**Stated goal:**
Reproduce every one of the rows below word for word. Leave the pictures out of your answer.

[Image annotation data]
-- Start --

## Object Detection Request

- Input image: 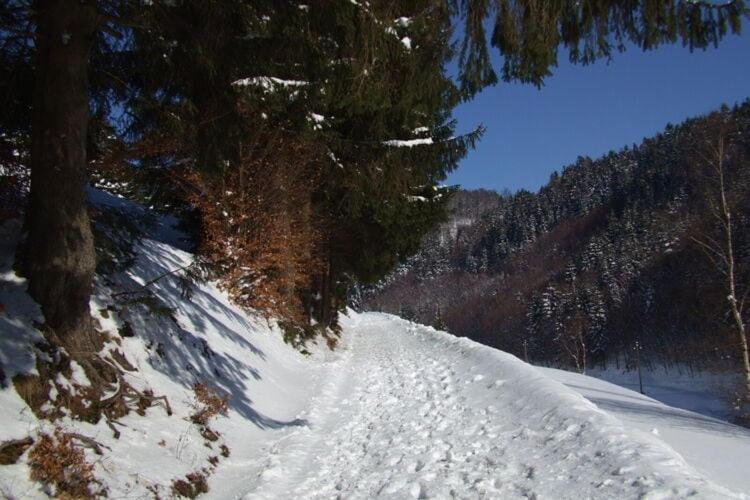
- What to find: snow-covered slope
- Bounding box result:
[540,368,750,498]
[0,199,750,499]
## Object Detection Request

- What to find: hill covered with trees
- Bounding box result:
[363,102,750,388]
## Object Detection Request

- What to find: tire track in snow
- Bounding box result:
[248,314,731,499]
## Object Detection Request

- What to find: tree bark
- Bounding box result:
[23,0,98,357]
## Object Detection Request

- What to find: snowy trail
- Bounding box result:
[246,314,741,499]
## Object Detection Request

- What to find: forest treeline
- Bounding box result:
[0,0,748,424]
[362,101,750,382]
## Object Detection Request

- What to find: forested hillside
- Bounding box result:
[0,0,750,498]
[363,102,750,382]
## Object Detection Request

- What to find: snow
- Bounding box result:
[383,137,434,148]
[540,368,750,492]
[232,76,309,92]
[0,191,750,499]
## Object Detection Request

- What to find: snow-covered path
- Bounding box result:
[246,314,735,498]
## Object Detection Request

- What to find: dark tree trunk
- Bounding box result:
[23,0,98,357]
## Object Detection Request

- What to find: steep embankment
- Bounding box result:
[0,190,750,498]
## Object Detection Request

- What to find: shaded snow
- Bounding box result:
[0,193,750,499]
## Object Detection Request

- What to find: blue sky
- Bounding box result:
[447,30,750,191]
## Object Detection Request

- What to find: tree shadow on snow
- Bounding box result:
[106,240,308,429]
[566,384,750,438]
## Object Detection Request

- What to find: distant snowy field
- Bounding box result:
[0,191,750,500]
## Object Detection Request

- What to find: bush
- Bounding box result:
[29,429,104,498]
[172,472,208,498]
[190,382,229,426]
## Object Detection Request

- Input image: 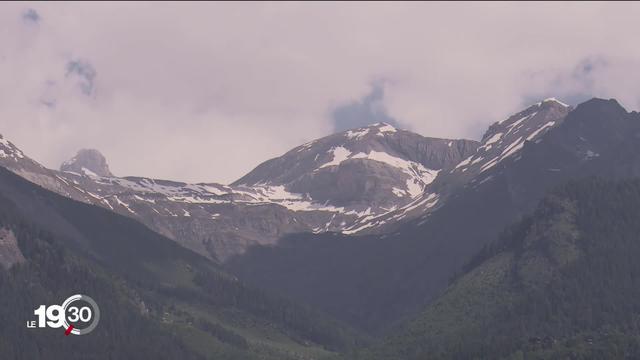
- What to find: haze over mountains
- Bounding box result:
[0,99,640,359]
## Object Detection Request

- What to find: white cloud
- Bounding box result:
[0,2,640,182]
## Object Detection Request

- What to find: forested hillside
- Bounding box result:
[0,169,361,360]
[359,179,640,359]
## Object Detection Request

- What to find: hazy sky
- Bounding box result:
[0,2,640,182]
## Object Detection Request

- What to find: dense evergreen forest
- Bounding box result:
[0,169,365,360]
[357,179,640,359]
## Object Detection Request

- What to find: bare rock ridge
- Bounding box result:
[60,149,113,177]
[0,99,570,261]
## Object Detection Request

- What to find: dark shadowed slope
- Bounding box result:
[358,179,640,360]
[231,99,640,332]
[0,169,359,359]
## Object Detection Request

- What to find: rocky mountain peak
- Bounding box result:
[60,149,113,177]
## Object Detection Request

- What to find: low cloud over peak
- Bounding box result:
[0,3,640,182]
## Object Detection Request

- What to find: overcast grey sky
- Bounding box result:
[0,2,640,182]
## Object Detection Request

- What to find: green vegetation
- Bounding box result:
[356,179,640,359]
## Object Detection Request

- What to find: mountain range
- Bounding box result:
[0,98,640,359]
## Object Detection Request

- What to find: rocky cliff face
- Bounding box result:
[0,123,478,260]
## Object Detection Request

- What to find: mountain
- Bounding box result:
[60,149,113,177]
[0,169,362,360]
[227,99,640,333]
[0,123,478,261]
[356,179,640,360]
[342,98,572,233]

-- End --

**Solution to this exercise:**
## Object Detection Request

- Input image: 
- What to find: snow-covered slope
- Bounding box result:
[540,368,750,498]
[0,199,750,499]
## Object Detection Request

- What to find: hill covered with trees
- Bounding box result:
[363,102,750,388]
## Object Detection Request

- What to find: tire track in snow
- Bounding box result:
[248,314,731,499]
## Object Detection Request

- What to find: tree bark
- Bounding box result:
[23,0,98,357]
## Object Detection Request

- What to find: snowy trail
- Bounding box result:
[246,314,741,499]
## Object Detection Request

- What to find: forest treeline
- Bounding box result:
[0,0,748,424]
[362,101,750,382]
## Object Detection Request

- What to find: forested hillside
- Bounding box result:
[0,0,750,498]
[363,102,750,382]
## Object Detection Request

- What to find: snow
- Bounding box result:
[383,137,434,148]
[540,368,750,492]
[232,76,309,92]
[0,191,750,499]
## Object Detection Request

- What to find: snow-covered path
- Bounding box result:
[246,314,735,498]
## Object Detection Request

- What to find: dark tree trunk
- Bounding box result:
[23,0,98,357]
## Object Detection Request

- What to find: steep embankment
- Bounding box result:
[0,190,750,498]
## Object Detection Request

- What to find: shaded snow
- Bounding box result:
[0,193,750,499]
## Object Detection Request

- What to find: blue sky
- Bounding box result:
[447,30,750,191]
## Object Detection Request

- What to find: tree shadow on snow
- Bounding box result:
[106,240,308,429]
[566,384,750,438]
## Object Detection Request

- What to find: distant snowy field
- Bounding box result:
[0,191,750,500]
## Object Detection Request

- What to find: bush
- Bounding box result:
[29,429,104,498]
[172,472,208,498]
[190,382,229,426]
## Object Detection Request

- Input image: 
- What to find: haze over mountains
- Bounding box result:
[0,99,640,359]
## Object Detection Request

- What to find: white cloud
- Bounding box result:
[0,2,640,182]
## Object Detection Request

- What to find: forested hillside
- Bounding box result:
[0,169,361,360]
[359,179,640,359]
## Object Detection Request

- What to find: hazy sky
- Bounding box result:
[0,2,640,182]
## Object Detection Request

- What to find: dense evergreen forest
- Bounding box result:
[0,169,365,360]
[357,179,640,359]
## Object Detection Request

- What to find: bare rock ridge
- Bounding box result:
[60,149,113,177]
[0,99,570,261]
## Object Detection Request

- What to find: dark shadowed slope
- Bounding box result:
[358,179,640,360]
[231,99,640,332]
[0,169,359,359]
## Object Detection Request

- What to find: rocky mountain peak
- Bounding box result:
[60,149,113,177]
## Object Detection Request

- What to find: low cloud over peak
- Bounding box result:
[0,3,640,182]
## Object Detection Request

- What to find: overcast grey sky
- Bounding box result:
[0,2,640,182]
## Object Detection Request

- What to find: green vegetation
- Bounding box result:
[356,179,640,359]
## Object Detection Request

- What to find: mountain range
- Bounding box result:
[0,98,640,359]
## Object Detection Request

- What to find: rocky cliff face
- Bounding box result:
[0,123,478,260]
## Object Detection Request

- What to find: mountain
- Bounding box result:
[60,149,113,177]
[0,169,362,360]
[227,99,640,333]
[0,123,478,261]
[356,179,640,360]
[342,98,572,233]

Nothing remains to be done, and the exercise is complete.